What to produce: Pick out each line in the listing below that contains the string "roof", copying every such line in full; case counts.

Task inputs:
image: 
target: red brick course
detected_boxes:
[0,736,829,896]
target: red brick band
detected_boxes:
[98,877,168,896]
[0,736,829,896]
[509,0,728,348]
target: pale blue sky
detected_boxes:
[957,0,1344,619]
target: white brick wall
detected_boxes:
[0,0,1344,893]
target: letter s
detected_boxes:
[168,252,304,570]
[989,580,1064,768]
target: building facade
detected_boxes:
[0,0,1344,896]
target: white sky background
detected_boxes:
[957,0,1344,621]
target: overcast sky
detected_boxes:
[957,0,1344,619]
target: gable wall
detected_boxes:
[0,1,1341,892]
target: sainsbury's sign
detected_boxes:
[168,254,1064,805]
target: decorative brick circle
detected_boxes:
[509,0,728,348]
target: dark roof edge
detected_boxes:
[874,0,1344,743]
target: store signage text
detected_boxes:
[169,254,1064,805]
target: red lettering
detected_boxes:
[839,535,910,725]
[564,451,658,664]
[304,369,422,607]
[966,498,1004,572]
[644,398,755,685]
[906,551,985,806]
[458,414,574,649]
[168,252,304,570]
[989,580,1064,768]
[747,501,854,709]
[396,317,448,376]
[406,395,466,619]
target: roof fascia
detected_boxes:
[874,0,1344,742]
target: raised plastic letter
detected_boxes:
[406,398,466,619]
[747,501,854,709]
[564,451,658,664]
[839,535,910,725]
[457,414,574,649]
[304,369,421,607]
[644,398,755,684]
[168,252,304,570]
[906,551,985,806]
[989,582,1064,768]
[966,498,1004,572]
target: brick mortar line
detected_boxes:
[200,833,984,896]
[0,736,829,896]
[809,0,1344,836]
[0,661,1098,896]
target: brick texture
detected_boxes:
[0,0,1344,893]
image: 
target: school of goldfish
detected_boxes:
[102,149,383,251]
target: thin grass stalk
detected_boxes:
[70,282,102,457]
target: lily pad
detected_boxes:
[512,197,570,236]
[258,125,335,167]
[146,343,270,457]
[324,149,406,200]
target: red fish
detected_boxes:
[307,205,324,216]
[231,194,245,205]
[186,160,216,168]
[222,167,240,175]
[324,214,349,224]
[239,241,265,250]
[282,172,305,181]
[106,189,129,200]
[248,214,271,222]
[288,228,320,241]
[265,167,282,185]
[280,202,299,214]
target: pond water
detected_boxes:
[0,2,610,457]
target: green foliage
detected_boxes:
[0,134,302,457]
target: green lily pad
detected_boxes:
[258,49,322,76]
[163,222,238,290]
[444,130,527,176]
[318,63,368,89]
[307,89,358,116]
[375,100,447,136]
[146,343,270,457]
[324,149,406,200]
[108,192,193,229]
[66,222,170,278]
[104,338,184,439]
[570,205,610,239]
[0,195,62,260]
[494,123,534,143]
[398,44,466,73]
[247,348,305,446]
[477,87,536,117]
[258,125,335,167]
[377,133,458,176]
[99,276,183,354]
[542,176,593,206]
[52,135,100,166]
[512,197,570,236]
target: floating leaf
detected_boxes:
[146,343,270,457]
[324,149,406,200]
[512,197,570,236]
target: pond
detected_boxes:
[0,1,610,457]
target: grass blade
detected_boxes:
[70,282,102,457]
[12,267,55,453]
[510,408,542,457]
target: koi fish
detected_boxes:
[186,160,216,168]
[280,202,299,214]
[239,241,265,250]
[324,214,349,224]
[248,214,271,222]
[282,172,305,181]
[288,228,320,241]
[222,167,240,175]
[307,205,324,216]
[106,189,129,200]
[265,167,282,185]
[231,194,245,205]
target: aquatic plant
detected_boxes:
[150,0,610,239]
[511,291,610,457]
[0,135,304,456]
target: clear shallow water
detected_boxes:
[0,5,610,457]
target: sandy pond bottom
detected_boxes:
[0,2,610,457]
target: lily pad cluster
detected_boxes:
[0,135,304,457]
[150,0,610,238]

Task result:
target: dark roof edge
target: roof fascia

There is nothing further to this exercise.